_Die Aufgaben:_
A) Schreiben Sie aus dem Textauszug über den geleasten ID4 alles von „in unter 2 Stunden“ bis hinunter zu „ein ID3/4 gezeigt.“ wortgetreu ab.
B) Um das Wievielfache überstiegen die gemessenen Werte der krebsverdächtigen Substanz laut dem Textauszug über den geleasten ID4 teils die Grenzwerte?
C) Führen Sie den Textauszug über die Rückgabe des geleasten ID4 im Anschluss an seinen letzten Satz weiter.

Rückgabe des geleasten ID4 wg. möglicher Schadstffbelastung des Innenraums? e

5. Juli 2025 19:19 |
Preis: 30,00 € |

Kaufrecht


Beantwortet von


in unter 2 Stunden
https://www.zdf.de/frontal-108

Aufmerksam wurde ich durch o.g. FRONTAL-Beitrag v. 1.7.25. Da geht es im ersten Bericht zwar um Campingbusse, aber am Schluss wird ein ID3/4 gezeigt.
Angesichts der im obigen Beispiel geschilderten DREISTEN VERTUSCHUNGSVERSUCHE hinsichtlich tatsächlich gemessenen Werte bei krebsverdächtiger Substanz, die die Grenzwerte teils um das 35-fache (in Worten: fünfunddreißig!) überstiegen, bewirkte das bei mir, dass man VW generell nicht mehr trauen kann, zumal in diesem Fall die Personen, die betriebsintern auf derartige Probleme angesetzt waren und infolgedessen auf die betr. Risiken tatsächlich aufmerksam gemacht hatten, eine Kündigung bekamen!!!

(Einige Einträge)

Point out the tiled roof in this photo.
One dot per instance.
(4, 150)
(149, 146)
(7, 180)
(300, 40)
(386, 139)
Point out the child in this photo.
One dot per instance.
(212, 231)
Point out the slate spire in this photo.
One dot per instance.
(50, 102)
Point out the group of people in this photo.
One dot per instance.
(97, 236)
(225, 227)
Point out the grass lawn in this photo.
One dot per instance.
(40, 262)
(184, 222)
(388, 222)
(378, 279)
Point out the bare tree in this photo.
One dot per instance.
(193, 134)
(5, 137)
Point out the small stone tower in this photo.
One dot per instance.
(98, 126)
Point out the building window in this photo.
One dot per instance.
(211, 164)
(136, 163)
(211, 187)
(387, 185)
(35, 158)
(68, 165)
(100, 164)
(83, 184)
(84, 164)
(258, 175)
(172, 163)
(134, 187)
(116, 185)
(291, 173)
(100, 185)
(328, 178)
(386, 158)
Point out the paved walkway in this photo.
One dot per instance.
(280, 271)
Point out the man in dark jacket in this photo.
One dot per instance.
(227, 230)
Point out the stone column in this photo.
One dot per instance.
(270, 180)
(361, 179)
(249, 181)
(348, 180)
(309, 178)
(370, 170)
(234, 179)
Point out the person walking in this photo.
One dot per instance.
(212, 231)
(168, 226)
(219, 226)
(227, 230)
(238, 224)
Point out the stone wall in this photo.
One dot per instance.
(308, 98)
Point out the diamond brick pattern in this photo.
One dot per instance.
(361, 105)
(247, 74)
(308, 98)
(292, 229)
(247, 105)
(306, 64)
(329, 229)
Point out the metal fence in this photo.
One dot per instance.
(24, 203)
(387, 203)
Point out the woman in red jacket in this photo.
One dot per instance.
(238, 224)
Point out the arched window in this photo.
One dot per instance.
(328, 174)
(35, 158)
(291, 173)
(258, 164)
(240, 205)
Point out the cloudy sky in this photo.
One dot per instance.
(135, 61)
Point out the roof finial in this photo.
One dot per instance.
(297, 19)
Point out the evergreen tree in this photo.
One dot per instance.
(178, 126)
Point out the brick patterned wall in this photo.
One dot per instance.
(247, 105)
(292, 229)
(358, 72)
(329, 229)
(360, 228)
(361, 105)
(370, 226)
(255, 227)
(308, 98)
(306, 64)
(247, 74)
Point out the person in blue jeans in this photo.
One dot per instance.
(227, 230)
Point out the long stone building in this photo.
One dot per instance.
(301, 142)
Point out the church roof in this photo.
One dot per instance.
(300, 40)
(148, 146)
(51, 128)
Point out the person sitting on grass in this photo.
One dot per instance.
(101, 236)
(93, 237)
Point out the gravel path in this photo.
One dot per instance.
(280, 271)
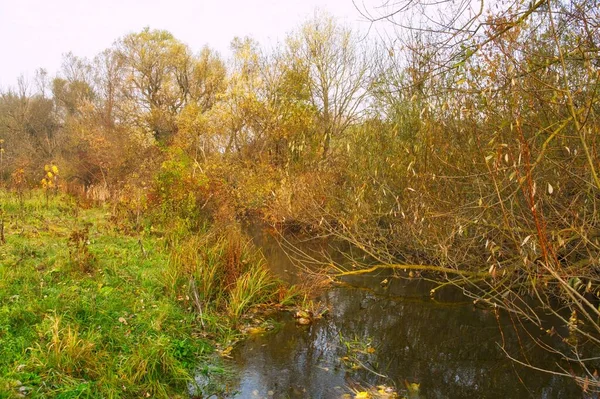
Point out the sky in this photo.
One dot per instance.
(36, 33)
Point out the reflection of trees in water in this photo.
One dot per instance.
(450, 349)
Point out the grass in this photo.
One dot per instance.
(87, 311)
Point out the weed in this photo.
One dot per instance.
(79, 252)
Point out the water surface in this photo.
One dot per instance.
(393, 335)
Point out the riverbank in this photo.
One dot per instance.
(89, 310)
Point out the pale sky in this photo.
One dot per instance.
(36, 33)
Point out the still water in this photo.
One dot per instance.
(396, 336)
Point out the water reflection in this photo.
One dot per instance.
(447, 346)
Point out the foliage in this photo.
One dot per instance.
(87, 311)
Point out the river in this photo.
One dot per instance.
(394, 336)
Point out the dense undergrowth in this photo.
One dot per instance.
(91, 310)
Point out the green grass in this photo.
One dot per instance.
(86, 313)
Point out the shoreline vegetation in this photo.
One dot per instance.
(88, 311)
(469, 149)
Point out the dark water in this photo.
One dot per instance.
(392, 336)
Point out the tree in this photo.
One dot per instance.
(327, 58)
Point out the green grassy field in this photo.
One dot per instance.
(89, 311)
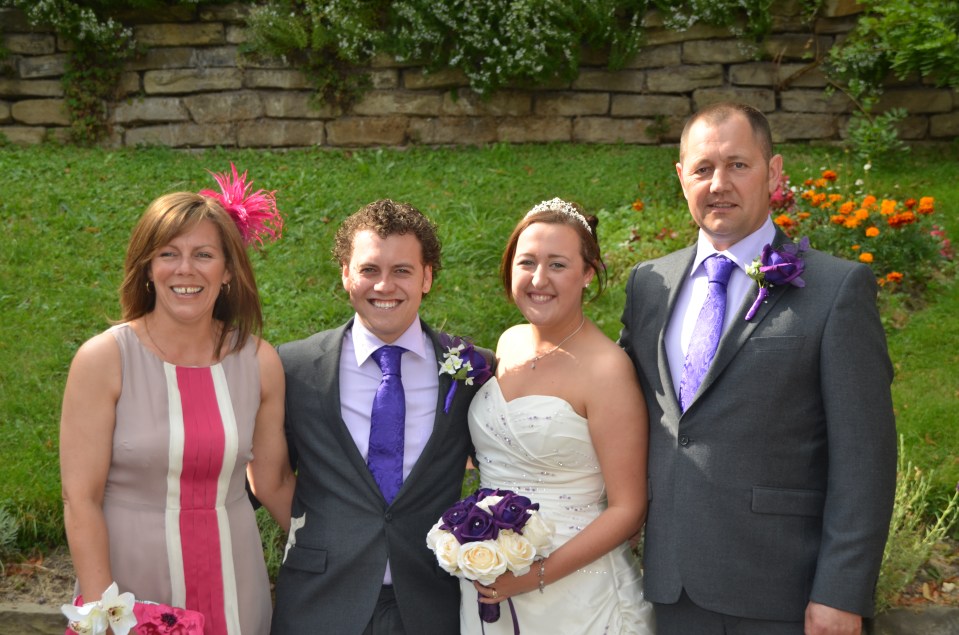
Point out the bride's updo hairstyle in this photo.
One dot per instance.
(558, 212)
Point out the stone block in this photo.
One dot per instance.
(30, 43)
(280, 134)
(419, 79)
(649, 105)
(296, 105)
(24, 136)
(944, 126)
(182, 135)
(30, 88)
(683, 79)
(191, 80)
(162, 58)
(453, 130)
(758, 98)
(385, 78)
(920, 100)
(795, 46)
(224, 107)
(468, 103)
(569, 104)
(129, 84)
(151, 110)
(41, 112)
(623, 81)
(35, 67)
(534, 129)
(814, 101)
(609, 130)
(286, 79)
(719, 51)
(367, 131)
(171, 34)
(801, 126)
(656, 56)
(398, 102)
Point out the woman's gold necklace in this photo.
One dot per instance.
(556, 348)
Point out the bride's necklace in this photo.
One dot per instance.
(536, 358)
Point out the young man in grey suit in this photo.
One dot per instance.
(772, 457)
(357, 561)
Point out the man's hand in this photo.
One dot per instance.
(825, 620)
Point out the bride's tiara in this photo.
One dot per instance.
(561, 206)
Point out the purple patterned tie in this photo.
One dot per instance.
(708, 329)
(387, 423)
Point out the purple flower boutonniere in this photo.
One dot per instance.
(777, 266)
(463, 363)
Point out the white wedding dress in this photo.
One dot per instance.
(538, 446)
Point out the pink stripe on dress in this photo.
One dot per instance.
(203, 447)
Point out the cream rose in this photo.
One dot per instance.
(539, 532)
(481, 561)
(517, 550)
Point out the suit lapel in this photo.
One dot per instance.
(441, 421)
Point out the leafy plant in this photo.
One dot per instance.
(911, 537)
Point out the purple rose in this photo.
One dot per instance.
(478, 526)
(511, 512)
(456, 515)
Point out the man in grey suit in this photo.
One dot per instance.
(771, 472)
(357, 563)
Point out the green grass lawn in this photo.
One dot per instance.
(66, 215)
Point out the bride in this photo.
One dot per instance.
(563, 423)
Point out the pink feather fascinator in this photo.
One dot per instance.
(255, 215)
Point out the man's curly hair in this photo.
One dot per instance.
(388, 218)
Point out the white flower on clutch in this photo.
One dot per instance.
(539, 533)
(482, 561)
(517, 550)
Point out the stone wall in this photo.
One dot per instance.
(194, 88)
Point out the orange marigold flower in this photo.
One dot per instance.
(784, 221)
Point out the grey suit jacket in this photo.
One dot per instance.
(775, 487)
(331, 578)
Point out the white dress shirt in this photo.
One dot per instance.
(360, 376)
(692, 295)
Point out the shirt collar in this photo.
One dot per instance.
(742, 253)
(364, 342)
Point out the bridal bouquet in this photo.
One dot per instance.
(487, 534)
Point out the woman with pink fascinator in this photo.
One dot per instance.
(162, 417)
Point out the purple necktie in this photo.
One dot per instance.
(387, 423)
(708, 329)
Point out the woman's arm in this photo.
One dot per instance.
(87, 422)
(271, 478)
(619, 431)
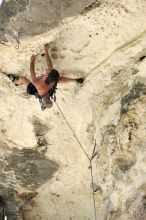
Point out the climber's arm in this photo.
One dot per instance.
(32, 68)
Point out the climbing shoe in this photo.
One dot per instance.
(80, 80)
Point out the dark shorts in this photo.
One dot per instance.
(31, 89)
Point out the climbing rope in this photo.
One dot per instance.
(90, 159)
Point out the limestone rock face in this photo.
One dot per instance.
(98, 128)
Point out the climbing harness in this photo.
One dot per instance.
(51, 97)
(86, 154)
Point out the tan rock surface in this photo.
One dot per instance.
(39, 155)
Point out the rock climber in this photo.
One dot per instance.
(43, 86)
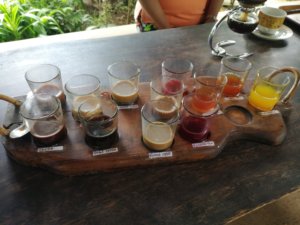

_Antworten im Einzelnen:_
A)
in unter 2 Stunden
https://www.zdf.de/frontal-108

Aufmerksam wurde ich durch o.g. FRONTAL-Beitrag v. 1.7.25. Da geht es im ersten Bericht zwar um Campingbusse, aber am Schluss wird ein ID3/4 gezeigt.

B) Teils um das 35-Fache.

C)
Meine konkrete Frage: kann man VW nachträglich zwingen, eine Zusicherung bzgl. Schadstoffmangelfreiheit abzugeben 'zugesicherte Eigenschaft gemäß 434 BGB? Bzw vom Leasingvertrag zurücktreten, wenn da nichts kommt?
Vielen Dank für Ihre Antwort, die in meinem Fall nicht innerhalb von Stunden kommen muss, sondern lieber nach ausgiebiger Prüfung zb nach 10 Tagen kommen kann.
R.D.H.

PS.
Ich zahle erstmal gerinste Gebühr, denn Ihre Antwort dürfte zigtausende potentiell Geschädigte interessieren, sodass Sie sich vor Mandaten nicht mehr werden retten können...
5. Juli 2025 | 19:49

Antwort

von


(96)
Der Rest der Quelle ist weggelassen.